What to work on: Copy out every record below exactly as written, but leave out any pictures.

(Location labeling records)

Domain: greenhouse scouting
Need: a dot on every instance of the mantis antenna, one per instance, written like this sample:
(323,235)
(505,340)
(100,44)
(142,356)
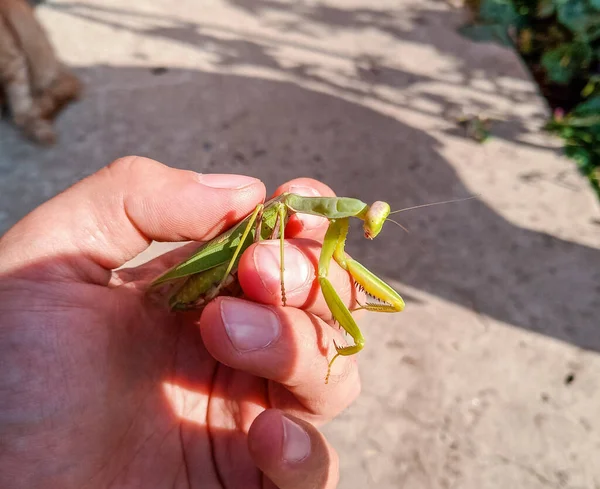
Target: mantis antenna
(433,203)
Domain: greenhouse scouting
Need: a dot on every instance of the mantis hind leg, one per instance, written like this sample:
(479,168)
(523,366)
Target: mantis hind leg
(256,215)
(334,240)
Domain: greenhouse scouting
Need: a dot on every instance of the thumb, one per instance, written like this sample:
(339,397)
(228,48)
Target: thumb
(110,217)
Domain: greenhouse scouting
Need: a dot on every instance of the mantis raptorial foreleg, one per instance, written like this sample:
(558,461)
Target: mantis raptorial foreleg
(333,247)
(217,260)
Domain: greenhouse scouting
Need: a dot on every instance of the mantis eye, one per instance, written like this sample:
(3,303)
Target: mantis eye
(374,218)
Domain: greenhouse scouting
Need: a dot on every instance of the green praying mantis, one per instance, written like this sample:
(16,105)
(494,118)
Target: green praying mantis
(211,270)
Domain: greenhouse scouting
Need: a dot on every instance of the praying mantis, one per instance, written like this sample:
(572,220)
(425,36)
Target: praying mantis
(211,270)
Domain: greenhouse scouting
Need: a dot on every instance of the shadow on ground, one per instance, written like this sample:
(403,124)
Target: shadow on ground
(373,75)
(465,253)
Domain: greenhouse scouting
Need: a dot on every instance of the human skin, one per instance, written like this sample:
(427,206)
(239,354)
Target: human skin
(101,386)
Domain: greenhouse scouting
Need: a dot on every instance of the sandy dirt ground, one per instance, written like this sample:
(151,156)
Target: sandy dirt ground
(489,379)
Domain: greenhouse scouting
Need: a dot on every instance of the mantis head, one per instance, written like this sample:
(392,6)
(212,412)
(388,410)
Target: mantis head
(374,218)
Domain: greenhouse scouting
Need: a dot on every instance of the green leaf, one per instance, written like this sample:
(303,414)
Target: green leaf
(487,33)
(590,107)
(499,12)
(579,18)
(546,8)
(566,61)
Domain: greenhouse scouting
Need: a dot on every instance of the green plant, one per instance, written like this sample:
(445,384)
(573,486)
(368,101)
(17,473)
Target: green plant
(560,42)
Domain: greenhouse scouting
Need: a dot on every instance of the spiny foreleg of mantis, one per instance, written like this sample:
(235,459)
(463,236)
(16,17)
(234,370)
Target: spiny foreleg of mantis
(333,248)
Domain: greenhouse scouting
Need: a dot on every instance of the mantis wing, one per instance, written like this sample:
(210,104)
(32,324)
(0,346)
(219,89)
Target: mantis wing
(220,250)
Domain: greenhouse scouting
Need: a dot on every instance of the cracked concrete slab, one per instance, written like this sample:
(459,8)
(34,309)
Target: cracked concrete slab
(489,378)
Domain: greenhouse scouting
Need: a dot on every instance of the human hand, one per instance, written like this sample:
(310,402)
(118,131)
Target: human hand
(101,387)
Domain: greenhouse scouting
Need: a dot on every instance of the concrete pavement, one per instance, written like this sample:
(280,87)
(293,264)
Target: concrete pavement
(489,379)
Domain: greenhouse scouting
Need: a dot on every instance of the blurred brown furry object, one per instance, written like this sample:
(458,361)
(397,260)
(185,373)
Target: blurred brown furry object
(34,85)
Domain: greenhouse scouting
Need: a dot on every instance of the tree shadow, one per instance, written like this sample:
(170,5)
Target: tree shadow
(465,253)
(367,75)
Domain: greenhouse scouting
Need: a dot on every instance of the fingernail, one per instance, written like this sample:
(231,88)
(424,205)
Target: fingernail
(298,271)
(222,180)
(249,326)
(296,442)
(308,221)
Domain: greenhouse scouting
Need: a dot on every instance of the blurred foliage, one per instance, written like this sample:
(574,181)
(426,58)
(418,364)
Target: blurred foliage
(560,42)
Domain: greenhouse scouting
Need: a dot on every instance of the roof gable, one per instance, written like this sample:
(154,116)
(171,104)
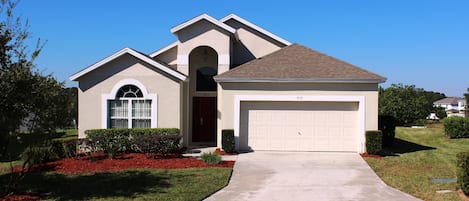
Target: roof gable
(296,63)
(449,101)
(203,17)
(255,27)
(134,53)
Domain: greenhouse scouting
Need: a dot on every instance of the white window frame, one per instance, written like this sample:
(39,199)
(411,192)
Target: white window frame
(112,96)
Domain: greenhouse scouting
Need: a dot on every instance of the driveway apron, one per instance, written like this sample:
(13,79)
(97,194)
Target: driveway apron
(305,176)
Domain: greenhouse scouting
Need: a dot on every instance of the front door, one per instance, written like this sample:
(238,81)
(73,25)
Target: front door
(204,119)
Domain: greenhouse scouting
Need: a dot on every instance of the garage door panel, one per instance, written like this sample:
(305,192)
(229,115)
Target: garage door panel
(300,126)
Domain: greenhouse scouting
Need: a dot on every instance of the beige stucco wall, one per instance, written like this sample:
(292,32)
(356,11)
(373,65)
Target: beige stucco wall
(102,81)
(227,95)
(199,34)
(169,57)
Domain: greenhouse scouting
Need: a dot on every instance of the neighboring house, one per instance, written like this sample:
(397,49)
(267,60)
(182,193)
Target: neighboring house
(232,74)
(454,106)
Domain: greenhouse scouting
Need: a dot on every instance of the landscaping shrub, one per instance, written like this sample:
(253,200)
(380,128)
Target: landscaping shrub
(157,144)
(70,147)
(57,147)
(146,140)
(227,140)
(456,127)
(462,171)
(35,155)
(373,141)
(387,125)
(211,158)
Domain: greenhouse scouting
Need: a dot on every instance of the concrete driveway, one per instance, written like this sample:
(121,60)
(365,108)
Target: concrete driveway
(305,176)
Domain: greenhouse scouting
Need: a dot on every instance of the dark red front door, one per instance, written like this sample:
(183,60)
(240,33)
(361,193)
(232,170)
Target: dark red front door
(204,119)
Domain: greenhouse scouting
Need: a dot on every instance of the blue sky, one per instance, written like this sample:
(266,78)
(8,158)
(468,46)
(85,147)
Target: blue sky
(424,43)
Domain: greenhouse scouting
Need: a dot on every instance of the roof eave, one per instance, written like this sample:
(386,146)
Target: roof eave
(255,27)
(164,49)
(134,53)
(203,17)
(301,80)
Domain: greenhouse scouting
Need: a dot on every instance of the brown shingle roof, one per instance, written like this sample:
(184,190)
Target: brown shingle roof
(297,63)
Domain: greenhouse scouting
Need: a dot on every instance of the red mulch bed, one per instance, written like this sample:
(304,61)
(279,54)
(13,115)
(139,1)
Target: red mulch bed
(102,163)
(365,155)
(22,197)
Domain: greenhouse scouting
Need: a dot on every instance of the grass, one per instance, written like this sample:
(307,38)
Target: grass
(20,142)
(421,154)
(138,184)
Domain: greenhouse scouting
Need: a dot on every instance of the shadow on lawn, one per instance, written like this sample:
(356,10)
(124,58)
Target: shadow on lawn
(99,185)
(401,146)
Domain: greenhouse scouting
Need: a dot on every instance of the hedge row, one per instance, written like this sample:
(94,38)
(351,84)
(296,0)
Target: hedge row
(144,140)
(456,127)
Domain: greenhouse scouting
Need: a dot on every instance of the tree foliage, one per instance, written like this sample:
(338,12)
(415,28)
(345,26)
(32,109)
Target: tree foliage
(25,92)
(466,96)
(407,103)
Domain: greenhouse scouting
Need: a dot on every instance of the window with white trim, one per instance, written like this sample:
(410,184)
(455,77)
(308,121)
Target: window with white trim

Solution to this exercise:
Domain: greenhouse scouting
Need: a dot on every instance of the mantis antenna, one per instance, written like this sample:
(323,235)
(505,340)
(100,44)
(142,356)
Target: mantis antenna
(433,203)
Domain: greenhouse scouting
Need: a dot on every instance of the mantis hind leg, one per instance, written like this sample:
(479,168)
(523,366)
Target: mantis hind leg
(256,215)
(334,240)
Domain: greenhouse scouting
Need: a dot on every instance of the thumb, one per instance, written like this sample:
(339,397)
(228,48)
Target: thumb
(110,217)
Domain: greenhouse scouting
Need: a dot on every instance of the mantis raptorial foreleg, one per instance, written like this sample:
(558,461)
Target: mantis raptorial foreleg
(333,247)
(217,260)
Domain: greenhouse scouting
Need: a dot on every instance of the mantis eye, one per instance, written like this sample:
(3,303)
Target: mantis eye
(374,218)
Domain: greenhouse scouting
Need: a dot on every instance of the green praying mantis, one per instance, written like this sample:
(16,105)
(494,118)
Target: green praying mantis
(211,270)
Domain: greenhouse scouting
Need: a dot on every instance of the praying mantis, one per instance, written like this sample:
(572,220)
(425,36)
Target: praying mantis
(211,270)
Domain: greenhouse scouting
Need: a dot on every instance of the shadow on ground, one per instance, written like this sample:
(403,124)
Target: shadow on ground
(373,75)
(465,253)
Domain: greenhouse scouting
Need: a dot on every instance of the human skin, one per instance, written like this sample:
(427,206)
(239,354)
Target: human skin
(101,386)
Domain: greenhouse scouting
Need: a dot on every instance of the sandy dirt ground, one per instance, written like this sample:
(151,156)
Target: sandy dirt ground
(489,379)
Domain: greenhouse scouting
Need: a dot on every instance of the mantis head, one per instance, written like this sample:
(392,6)
(212,412)
(388,410)
Target: mantis head
(374,218)
Domain: greenhouse scouting
Need: a dot on every instance of the green leaf, one per instance, written like this sample:
(303,414)
Target: green leaf
(487,33)
(590,107)
(499,12)
(579,18)
(546,8)
(566,61)
Domain: greenhouse scouting
Need: a dot on every instance of the green plant, one per instance, written like this sample:
(445,384)
(573,486)
(368,101)
(17,473)
Target: green plant
(560,42)
Domain: greenhouse scouting
Need: a dot on every instance of the spiny foreleg of mantis, one per instance, written like this sample:
(235,459)
(463,236)
(16,17)
(234,370)
Target: spiny foreleg of mantis
(333,248)
Domain: greenhouse scouting
Need: a dot on every instance of the mantis wing, one per instance, written like this sample:
(210,104)
(32,324)
(0,346)
(219,89)
Target: mantis wing
(220,250)
Domain: greenhouse scouting
Need: a dot on every instance of the cracked concrete slab, one per instance, written like this sample:
(459,8)
(34,309)
Target: cracked concrete slab
(489,378)
Domain: greenhouse scouting
Need: a dot on every instance of the human hand, one per instance, written like this sample:
(310,402)
(118,131)
Target: human hand
(101,387)
Domain: greenhouse scouting
Need: a dot on every instance of the concrete pavement, one per instance, written like this sample:
(280,87)
(293,264)
Target: concrete pavement
(489,379)
Domain: greenhouse scouting
Need: a dot on every instance of the blurred brown furry object, one per instance, written like this sample:
(458,361)
(397,260)
(185,373)
Target: blurred brown furry object
(34,85)
Domain: greenhouse scouting
Need: a dot on every instance of the tree shadow, one per instance, written like this sample:
(170,5)
Target: tree shadow
(465,253)
(367,75)
Domain: greenhouse scouting
Need: a dot on every instance of the fingernail, one per instance, written like this sample:
(231,88)
(424,205)
Target: fingernail
(298,271)
(222,180)
(249,326)
(296,442)
(308,221)
Domain: greenhouse scouting
Need: a dot on every instance of the blurred foliage, one per instance, written like this sample:
(574,181)
(426,58)
(418,364)
Target: blurred foliage
(560,42)
Domain: greenhouse scouting
Need: a dot on every instance of the roof gable, one per instance, written like this sample:
(154,116)
(171,104)
Target: roof gable
(296,63)
(449,101)
(203,17)
(255,27)
(134,53)
Domain: greenhouse scouting
Need: a dot on every instance of the white window frame, one per instance, written like this sample:
(39,199)
(411,192)
Target: white window frame
(112,96)
Domain: greenhouse scouting
Need: a dot on every instance of the driveway apron, one per instance, written like this sample:
(13,79)
(97,194)
Target: driveway apron
(305,176)
Domain: greenhouse scouting
Need: a dot on every instance of the front door, one per instance, written like this sample:
(238,81)
(73,25)
Target: front door
(204,119)
Domain: greenhouse scouting
Need: a dot on every instance of the garage door panel, one per instance, written like this sample:
(305,192)
(229,115)
Target: garage door panel
(300,126)
Domain: greenhouse scouting
Need: a dot on every instance of the beige stucco wall, one per instance, written like this sample:
(292,32)
(356,11)
(373,65)
Target: beige stucco wall
(102,81)
(227,95)
(199,34)
(169,57)
Domain: greenhouse scouting
Need: a dot on every instance of the neighboring house, one per instance, written like this sample:
(397,49)
(267,60)
(182,193)
Target: neighboring house
(232,74)
(454,106)
Domain: greenhouse scouting
Need: a dot on every instance of the landscaping shrub, one per instance, written like this sample:
(253,200)
(380,128)
Target: landscaping shrub
(157,144)
(70,147)
(57,147)
(146,140)
(227,140)
(456,127)
(462,171)
(35,155)
(373,141)
(387,125)
(211,158)
Domain: greenhouse scouting
Need: a dot on every instance of the concrete driveway, one per instance, written like this sample:
(121,60)
(365,108)
Target: concrete driveway
(305,176)
Domain: greenhouse scouting
Need: a dot on every instance of the dark red front door, one per instance, written like this sample:
(183,60)
(240,33)
(361,193)
(232,170)
Target: dark red front door
(204,119)
Domain: greenhouse scouting
Need: a dot on every instance of the blue sky, one per instance, written like this sample:
(266,78)
(8,158)
(468,46)
(85,147)
Target: blue sky
(424,43)
Domain: greenhouse scouting
Need: a dot on every instance of the roof eave, one per instance, written like this sample:
(386,146)
Target: roof eave
(255,27)
(164,49)
(134,53)
(203,17)
(301,80)
Domain: greenhouse scouting
Need: a dot on every instance of the brown shingle roof, one per instance, written like this sample:
(184,190)
Target: brown shingle roof
(297,63)
Domain: greenhouse scouting
Need: a dot on every instance of the red mulch bed, one per instance, written like this sample:
(304,61)
(279,54)
(13,115)
(139,1)
Target: red mulch bed
(102,163)
(365,155)
(22,197)
Domain: greenhouse scouting
Need: a dot on every instance of the grass, one per instance, written like this sample:
(307,38)
Target: grass
(20,142)
(421,154)
(138,184)
Domain: greenhouse scouting
Need: a dot on every instance of the shadow on lawn, one per instance, written like this sample:
(356,10)
(124,58)
Target: shadow on lawn
(99,185)
(401,146)
Domain: greenhouse scouting
Need: a dot on every instance of the hedge row, one per instance, written like this sample:
(94,38)
(351,84)
(296,0)
Target: hedge row
(144,140)
(456,127)
Domain: greenhouse scouting
Need: a dot on every instance of the tree foliage, one per instance, written like this sample:
(338,12)
(415,28)
(345,26)
(32,109)
Target: tree foliage
(25,92)
(466,96)
(407,103)
Domain: greenhouse scouting
Need: a dot on every instance of the window with white trim, one per instance, written like this sample:
(410,184)
(455,77)
(308,121)
Target: window with white trim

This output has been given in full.